* _WORK INSTRUCTIONS_
Look below for the line containing "as in [159,91].". Output it and each remaining line of the entries exactly, and nothing else.

(RAW DATA Opens)

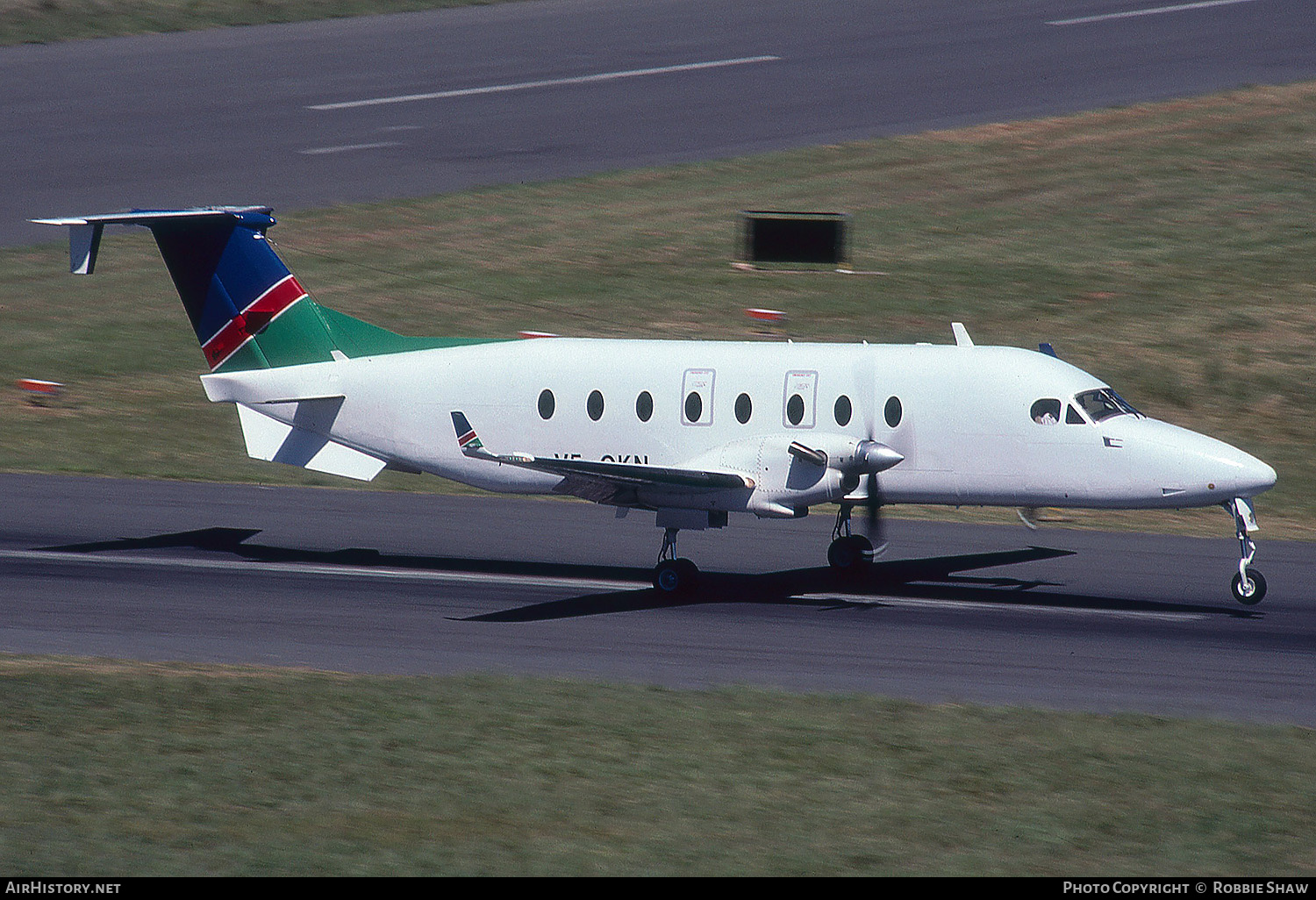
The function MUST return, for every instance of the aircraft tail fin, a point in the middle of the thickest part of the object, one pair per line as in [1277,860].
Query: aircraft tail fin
[247,308]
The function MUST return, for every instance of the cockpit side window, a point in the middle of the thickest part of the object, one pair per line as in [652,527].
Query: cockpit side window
[1105,403]
[1045,412]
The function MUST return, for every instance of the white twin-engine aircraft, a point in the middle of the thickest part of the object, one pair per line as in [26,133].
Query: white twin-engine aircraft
[692,431]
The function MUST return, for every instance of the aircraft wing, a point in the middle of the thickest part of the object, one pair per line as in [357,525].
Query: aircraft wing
[602,482]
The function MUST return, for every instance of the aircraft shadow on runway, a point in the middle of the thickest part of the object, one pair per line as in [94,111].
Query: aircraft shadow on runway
[933,578]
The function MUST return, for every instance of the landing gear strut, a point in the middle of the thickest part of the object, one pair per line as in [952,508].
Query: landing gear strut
[848,553]
[1248,586]
[671,574]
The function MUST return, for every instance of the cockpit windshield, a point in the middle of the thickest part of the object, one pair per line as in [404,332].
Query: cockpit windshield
[1103,404]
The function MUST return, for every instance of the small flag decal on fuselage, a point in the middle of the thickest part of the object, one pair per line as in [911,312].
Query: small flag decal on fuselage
[466,437]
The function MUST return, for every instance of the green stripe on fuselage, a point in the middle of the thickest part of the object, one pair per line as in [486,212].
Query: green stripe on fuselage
[358,339]
[308,332]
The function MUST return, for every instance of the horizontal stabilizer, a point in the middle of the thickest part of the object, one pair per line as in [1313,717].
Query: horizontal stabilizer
[84,232]
[275,441]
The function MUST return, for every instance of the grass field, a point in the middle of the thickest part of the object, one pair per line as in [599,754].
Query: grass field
[134,768]
[1166,247]
[42,21]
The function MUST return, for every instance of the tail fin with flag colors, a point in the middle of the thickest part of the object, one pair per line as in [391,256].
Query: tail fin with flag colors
[247,308]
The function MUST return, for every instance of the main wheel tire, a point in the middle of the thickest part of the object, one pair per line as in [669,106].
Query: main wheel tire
[676,575]
[1250,594]
[850,553]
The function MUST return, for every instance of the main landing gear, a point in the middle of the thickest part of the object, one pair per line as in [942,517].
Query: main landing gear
[673,574]
[848,553]
[1248,586]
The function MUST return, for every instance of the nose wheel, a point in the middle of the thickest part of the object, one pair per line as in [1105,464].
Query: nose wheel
[1248,586]
[848,552]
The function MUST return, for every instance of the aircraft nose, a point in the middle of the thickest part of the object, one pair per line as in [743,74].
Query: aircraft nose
[1255,478]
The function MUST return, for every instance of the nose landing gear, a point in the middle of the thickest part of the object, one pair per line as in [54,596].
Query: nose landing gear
[1248,586]
[848,552]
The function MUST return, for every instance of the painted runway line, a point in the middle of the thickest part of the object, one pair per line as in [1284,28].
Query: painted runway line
[1153,11]
[549,82]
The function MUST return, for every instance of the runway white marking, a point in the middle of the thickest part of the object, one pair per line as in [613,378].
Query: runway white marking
[1002,607]
[549,82]
[1155,11]
[257,568]
[347,147]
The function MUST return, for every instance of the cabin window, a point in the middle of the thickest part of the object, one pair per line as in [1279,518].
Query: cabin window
[799,396]
[694,407]
[892,412]
[697,387]
[1045,412]
[744,408]
[842,411]
[795,408]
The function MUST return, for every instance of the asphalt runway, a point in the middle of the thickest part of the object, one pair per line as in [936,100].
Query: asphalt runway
[366,582]
[413,104]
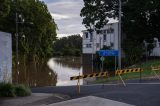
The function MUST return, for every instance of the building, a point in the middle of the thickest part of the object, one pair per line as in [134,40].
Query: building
[105,37]
[156,49]
[5,57]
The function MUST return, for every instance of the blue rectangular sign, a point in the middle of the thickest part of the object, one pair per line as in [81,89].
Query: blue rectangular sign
[108,52]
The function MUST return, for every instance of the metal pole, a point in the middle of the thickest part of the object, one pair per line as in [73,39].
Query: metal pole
[17,62]
[119,37]
[92,49]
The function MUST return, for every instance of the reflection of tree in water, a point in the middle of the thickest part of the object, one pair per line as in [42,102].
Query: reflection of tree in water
[70,62]
[35,73]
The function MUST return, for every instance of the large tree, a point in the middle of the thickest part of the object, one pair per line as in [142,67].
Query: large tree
[140,18]
[140,21]
[37,33]
[98,12]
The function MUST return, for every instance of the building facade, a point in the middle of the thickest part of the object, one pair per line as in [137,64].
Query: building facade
[105,37]
[92,42]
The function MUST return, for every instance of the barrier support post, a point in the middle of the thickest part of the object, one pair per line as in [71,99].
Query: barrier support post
[140,76]
[154,72]
[78,85]
[121,79]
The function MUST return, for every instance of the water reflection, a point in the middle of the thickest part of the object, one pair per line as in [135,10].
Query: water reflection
[34,73]
[65,68]
[52,72]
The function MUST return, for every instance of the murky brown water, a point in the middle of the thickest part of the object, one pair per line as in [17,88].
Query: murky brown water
[51,72]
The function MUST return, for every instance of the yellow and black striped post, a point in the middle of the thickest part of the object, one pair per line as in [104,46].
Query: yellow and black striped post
[125,71]
[101,74]
[154,69]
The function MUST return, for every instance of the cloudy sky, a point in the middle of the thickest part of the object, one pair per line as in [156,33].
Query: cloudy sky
[66,15]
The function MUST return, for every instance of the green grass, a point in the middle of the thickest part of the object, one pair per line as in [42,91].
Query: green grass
[146,66]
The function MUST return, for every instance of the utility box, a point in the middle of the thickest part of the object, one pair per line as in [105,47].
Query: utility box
[5,57]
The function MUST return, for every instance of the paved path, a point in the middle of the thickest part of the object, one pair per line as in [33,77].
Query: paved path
[90,101]
[35,99]
[146,93]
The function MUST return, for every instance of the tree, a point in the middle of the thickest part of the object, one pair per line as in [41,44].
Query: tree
[68,46]
[98,12]
[4,8]
[39,36]
[141,20]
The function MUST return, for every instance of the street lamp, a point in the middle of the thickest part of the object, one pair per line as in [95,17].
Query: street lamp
[119,37]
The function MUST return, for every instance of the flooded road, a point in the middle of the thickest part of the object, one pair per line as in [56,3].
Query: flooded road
[65,68]
[50,72]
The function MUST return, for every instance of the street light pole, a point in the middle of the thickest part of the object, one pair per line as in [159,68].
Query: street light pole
[119,35]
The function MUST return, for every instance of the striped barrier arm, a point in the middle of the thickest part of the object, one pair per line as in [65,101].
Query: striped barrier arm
[101,74]
[155,68]
[125,71]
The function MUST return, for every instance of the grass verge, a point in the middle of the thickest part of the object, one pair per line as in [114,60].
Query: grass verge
[146,66]
[10,90]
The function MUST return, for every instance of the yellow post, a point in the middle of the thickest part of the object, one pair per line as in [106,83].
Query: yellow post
[78,85]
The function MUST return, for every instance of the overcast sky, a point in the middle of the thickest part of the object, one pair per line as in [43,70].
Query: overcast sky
[66,15]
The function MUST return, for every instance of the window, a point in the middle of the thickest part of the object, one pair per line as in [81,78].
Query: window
[91,37]
[110,30]
[86,34]
[98,45]
[88,45]
[104,37]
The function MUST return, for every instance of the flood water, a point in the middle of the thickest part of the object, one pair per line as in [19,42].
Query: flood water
[50,72]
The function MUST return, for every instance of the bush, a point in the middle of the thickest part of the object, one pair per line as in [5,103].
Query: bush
[7,90]
[21,90]
[10,90]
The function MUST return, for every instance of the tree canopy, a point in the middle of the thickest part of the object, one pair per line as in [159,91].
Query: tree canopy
[98,12]
[37,33]
[140,18]
[68,46]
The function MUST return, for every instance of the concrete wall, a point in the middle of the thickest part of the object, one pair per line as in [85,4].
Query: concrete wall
[5,57]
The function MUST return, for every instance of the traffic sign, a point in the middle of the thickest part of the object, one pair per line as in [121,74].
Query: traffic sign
[108,52]
[102,58]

(RAW DATA Closes)

* _FINISHED TASK_
The function MUST return, for every instance of the tree canopy, a point in the middle of the thickest part of the object, one pair per line as in [159,91].
Query: tree canopy
[98,12]
[37,33]
[140,18]
[68,46]
The function MUST return, for every instance of the concrete wall, a point in the middle of the thickest part of the object, one pair per line as in [85,4].
Query: concrete wall
[5,57]
The function MUST return, for every instance of the traffic sign, a point in the middle of the thickest part of the object, one pair per line as in [121,74].
Query: traffic sign
[108,52]
[102,58]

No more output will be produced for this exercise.